Stated problem → Starting at the line that contains "woman's head, one" and ending at the end of the material, write every line out again, requests included, and move each point by adding 61 to every number in the pixel coordinates. Leave the pictures out.

(Excerpt from a dataset)
....................

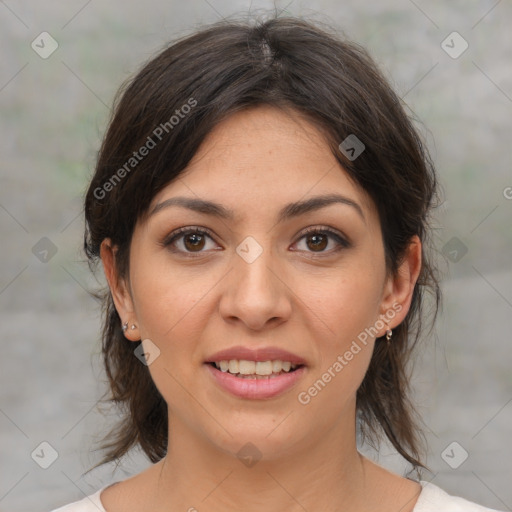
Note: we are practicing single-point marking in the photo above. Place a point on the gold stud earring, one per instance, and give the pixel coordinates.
(389, 333)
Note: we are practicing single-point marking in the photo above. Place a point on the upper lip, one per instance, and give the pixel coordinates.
(255, 354)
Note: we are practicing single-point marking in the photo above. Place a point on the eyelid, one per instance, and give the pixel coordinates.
(340, 239)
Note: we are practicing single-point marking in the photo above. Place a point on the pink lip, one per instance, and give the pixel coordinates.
(255, 354)
(256, 388)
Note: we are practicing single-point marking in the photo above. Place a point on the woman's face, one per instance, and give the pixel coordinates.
(280, 271)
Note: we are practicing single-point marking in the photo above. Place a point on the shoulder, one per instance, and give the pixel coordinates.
(91, 503)
(432, 499)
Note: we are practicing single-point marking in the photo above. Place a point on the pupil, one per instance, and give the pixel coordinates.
(196, 239)
(316, 244)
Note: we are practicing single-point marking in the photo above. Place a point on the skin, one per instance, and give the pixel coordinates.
(309, 300)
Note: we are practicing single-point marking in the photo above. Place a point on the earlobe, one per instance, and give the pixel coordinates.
(399, 288)
(119, 290)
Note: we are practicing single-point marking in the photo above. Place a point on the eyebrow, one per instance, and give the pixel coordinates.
(287, 212)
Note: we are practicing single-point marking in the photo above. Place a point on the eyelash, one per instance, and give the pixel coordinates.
(322, 230)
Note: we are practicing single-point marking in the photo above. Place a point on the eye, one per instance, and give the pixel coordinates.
(189, 240)
(316, 240)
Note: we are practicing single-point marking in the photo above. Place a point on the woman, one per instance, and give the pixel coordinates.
(260, 206)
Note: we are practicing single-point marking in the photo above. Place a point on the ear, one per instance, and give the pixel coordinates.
(119, 289)
(399, 288)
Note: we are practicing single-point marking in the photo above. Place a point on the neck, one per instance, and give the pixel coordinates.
(322, 474)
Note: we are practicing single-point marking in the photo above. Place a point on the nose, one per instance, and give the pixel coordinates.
(255, 293)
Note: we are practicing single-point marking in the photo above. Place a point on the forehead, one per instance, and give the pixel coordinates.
(264, 156)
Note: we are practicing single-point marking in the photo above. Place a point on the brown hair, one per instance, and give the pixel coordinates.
(288, 63)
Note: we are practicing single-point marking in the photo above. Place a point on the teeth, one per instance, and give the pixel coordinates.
(261, 368)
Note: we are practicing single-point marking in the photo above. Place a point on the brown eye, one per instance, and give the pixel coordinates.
(190, 241)
(317, 242)
(194, 242)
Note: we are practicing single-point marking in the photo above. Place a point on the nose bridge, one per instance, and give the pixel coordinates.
(254, 294)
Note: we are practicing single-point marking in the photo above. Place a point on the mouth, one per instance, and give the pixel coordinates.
(258, 370)
(255, 380)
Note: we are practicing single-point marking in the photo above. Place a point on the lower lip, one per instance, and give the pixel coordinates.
(256, 388)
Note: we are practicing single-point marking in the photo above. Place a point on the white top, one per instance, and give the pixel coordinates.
(431, 499)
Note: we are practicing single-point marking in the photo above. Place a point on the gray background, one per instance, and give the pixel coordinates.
(53, 113)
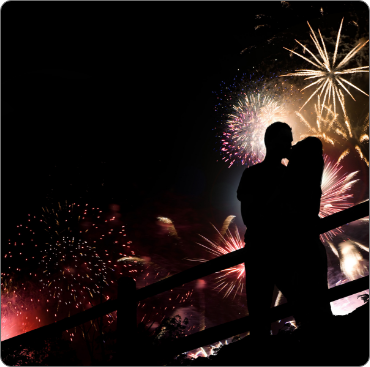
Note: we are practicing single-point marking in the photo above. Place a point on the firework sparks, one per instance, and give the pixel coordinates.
(325, 119)
(334, 193)
(329, 76)
(246, 127)
(355, 137)
(351, 261)
(66, 258)
(231, 280)
(171, 228)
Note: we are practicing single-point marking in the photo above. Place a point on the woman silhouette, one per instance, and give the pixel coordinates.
(305, 170)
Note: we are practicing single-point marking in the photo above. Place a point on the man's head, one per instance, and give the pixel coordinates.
(278, 139)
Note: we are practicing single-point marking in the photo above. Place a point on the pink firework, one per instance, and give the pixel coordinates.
(335, 195)
(230, 280)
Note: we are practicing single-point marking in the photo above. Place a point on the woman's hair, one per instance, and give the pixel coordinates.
(306, 159)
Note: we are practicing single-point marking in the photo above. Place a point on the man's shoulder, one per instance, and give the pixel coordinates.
(258, 167)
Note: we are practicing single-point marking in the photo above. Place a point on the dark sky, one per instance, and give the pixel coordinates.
(112, 101)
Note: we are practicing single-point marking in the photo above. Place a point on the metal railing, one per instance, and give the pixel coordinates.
(128, 297)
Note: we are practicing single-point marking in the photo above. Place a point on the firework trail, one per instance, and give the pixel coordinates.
(329, 80)
(355, 137)
(351, 261)
(231, 280)
(65, 252)
(335, 194)
(226, 224)
(171, 228)
(246, 128)
(323, 126)
(248, 107)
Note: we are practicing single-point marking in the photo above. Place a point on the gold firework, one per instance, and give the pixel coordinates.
(325, 119)
(355, 136)
(329, 80)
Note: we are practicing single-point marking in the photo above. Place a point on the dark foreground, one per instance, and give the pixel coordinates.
(344, 343)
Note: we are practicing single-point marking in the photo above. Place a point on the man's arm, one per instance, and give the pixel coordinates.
(242, 188)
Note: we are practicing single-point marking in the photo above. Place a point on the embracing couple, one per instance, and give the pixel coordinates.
(280, 207)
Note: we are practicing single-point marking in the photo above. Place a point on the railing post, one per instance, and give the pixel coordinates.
(126, 320)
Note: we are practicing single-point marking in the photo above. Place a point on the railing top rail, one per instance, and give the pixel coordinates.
(222, 262)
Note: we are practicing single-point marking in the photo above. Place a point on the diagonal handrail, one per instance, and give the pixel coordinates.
(229, 329)
(212, 266)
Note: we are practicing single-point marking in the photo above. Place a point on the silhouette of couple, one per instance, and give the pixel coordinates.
(280, 206)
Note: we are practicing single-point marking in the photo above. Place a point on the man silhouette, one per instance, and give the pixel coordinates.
(262, 210)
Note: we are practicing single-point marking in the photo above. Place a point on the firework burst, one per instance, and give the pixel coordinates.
(230, 280)
(355, 138)
(246, 126)
(324, 123)
(64, 253)
(248, 107)
(329, 76)
(335, 187)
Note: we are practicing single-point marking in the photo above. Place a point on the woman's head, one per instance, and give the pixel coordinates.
(306, 158)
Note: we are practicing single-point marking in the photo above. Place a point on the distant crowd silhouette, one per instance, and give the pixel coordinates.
(280, 207)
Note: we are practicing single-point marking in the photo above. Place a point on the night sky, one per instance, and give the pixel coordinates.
(114, 103)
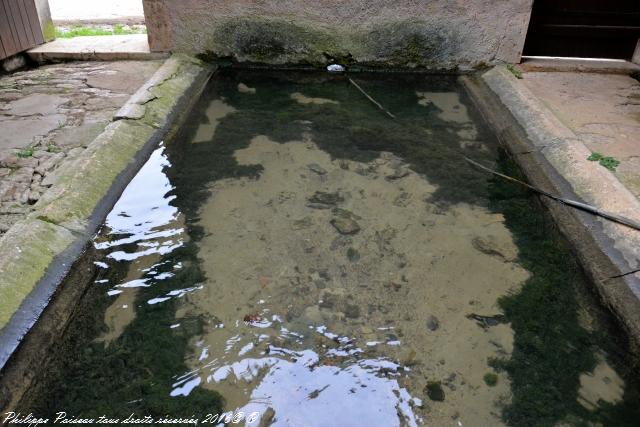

....................

Exercise result →
Note: we are practicing single-point marking in the photo above. Place a point on the woman's head, one per instance, and give the pixel coordinates.
(367, 219)
Note: we are practicing single-point marking in the photo above. Place a point on the distant crowd silhouette, one per instance, and give the pixel coordinates.
(341, 268)
Note: we are practicing single-point marking in the photo above. Place a point on the night sky, one per instance, and give the pixel coordinates.
(175, 164)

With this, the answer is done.